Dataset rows
^^^^

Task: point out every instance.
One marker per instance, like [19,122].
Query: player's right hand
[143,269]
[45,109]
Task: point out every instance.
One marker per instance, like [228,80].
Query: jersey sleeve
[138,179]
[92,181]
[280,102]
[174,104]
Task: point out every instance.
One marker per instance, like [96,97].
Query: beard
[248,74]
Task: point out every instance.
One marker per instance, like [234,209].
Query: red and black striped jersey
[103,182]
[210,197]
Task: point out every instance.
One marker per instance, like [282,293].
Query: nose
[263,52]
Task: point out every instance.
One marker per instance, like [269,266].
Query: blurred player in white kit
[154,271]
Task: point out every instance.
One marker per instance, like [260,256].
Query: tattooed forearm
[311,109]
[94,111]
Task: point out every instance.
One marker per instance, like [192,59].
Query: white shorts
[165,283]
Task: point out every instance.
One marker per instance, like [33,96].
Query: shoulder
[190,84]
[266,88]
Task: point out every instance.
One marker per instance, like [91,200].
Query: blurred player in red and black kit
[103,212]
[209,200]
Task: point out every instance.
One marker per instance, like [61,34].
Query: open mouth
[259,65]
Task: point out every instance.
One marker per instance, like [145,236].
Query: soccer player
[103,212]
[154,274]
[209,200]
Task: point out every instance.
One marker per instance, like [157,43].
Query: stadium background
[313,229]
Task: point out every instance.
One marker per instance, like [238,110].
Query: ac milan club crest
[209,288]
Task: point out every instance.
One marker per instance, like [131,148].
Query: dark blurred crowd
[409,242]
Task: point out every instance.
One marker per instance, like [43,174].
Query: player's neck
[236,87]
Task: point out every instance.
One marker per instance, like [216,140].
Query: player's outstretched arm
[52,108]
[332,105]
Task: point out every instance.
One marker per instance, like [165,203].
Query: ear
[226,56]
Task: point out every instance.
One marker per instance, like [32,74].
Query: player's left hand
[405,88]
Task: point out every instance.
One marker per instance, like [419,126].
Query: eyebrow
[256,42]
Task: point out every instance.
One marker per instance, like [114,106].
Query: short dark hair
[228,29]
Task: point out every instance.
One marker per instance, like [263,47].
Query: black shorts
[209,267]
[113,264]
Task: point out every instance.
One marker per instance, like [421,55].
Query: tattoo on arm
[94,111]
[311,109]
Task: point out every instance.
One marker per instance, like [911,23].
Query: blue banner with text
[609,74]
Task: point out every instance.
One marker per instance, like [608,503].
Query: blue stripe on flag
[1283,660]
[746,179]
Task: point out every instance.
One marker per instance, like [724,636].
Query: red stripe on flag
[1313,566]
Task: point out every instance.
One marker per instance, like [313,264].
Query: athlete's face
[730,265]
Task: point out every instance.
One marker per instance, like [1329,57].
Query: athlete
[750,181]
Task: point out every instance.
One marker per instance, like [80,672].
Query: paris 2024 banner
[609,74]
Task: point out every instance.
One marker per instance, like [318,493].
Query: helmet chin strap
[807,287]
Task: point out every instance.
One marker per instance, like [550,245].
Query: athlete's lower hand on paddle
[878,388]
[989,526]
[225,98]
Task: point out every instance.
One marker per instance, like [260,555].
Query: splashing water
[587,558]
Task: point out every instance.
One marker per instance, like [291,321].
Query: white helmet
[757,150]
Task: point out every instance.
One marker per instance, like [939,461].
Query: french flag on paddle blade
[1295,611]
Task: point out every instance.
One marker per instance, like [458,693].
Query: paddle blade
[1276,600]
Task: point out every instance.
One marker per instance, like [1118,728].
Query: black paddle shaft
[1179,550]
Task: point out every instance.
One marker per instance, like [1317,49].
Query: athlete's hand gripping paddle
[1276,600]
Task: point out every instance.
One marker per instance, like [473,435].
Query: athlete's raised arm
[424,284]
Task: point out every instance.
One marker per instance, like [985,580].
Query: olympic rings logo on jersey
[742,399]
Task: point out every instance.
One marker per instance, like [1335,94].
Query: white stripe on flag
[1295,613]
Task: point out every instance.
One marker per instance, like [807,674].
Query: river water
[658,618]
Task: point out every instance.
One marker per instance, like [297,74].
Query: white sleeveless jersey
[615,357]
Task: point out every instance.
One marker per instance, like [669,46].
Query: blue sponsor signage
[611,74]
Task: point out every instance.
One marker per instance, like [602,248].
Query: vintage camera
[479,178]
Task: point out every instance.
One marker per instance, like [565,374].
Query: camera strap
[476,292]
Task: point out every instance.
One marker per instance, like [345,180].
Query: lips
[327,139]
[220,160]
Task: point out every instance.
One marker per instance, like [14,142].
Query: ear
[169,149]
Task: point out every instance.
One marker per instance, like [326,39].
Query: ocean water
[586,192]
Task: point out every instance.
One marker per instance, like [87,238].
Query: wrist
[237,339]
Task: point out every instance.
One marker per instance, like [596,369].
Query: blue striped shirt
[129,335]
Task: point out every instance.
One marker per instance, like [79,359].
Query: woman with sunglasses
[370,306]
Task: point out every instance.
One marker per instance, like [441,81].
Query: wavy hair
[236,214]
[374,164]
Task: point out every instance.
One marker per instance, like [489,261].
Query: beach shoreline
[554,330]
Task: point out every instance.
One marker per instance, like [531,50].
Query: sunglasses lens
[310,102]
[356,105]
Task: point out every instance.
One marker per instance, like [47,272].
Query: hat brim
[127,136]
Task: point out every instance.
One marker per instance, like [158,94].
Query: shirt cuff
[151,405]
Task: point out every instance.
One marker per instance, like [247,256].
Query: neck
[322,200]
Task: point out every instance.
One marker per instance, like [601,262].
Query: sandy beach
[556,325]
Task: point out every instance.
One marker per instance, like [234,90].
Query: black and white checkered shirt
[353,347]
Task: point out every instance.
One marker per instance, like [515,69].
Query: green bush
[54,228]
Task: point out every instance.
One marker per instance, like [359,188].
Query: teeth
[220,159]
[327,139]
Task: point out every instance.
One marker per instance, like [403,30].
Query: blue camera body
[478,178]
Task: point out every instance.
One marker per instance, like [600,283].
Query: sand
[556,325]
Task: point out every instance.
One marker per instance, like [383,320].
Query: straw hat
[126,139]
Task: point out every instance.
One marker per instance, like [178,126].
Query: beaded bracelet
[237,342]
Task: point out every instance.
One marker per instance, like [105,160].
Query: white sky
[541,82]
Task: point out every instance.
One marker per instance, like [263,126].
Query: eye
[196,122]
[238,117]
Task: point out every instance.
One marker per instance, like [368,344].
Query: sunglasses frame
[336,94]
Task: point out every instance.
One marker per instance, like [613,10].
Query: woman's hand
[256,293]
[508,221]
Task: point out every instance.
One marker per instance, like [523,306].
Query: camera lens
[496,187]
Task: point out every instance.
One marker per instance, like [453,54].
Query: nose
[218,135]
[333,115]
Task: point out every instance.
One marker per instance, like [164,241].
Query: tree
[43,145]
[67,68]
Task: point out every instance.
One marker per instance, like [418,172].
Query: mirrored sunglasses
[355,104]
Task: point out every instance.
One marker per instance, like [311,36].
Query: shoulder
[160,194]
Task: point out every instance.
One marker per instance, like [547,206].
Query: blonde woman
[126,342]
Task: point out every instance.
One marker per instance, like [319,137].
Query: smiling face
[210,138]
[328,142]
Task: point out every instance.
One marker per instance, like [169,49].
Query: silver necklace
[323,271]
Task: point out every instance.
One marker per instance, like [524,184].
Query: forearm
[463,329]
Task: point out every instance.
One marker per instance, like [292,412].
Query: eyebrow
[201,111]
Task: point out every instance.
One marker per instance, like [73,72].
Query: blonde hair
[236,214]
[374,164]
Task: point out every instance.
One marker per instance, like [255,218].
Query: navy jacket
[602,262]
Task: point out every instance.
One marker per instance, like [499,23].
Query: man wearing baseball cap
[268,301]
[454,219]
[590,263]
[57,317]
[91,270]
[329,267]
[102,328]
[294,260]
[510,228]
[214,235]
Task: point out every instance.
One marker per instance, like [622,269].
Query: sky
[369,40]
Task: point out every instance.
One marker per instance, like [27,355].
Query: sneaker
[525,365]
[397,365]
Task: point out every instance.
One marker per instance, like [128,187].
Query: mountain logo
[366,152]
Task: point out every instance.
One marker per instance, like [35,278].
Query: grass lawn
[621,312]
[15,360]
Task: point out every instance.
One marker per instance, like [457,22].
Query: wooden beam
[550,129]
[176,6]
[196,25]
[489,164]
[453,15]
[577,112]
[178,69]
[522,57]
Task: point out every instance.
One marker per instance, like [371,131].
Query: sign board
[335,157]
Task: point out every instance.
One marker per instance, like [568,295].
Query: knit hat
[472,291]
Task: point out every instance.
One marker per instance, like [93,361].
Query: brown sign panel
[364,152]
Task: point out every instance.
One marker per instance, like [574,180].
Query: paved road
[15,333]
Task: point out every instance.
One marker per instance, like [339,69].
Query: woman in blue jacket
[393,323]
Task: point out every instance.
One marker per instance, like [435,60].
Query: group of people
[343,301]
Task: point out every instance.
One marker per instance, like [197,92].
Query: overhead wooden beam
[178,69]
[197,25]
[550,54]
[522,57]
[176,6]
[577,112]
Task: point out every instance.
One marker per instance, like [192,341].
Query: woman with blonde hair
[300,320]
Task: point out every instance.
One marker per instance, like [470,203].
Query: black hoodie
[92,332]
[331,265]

^^^^

Stated task:
Return every line of the listing that contains the word "jersey", treating uppercase and lowercase as different.

Exercise response:
Query: jersey sleeve
Query: red and black striped jersey
Query: olympic rings logo on jersey
Query: white sleeveless jersey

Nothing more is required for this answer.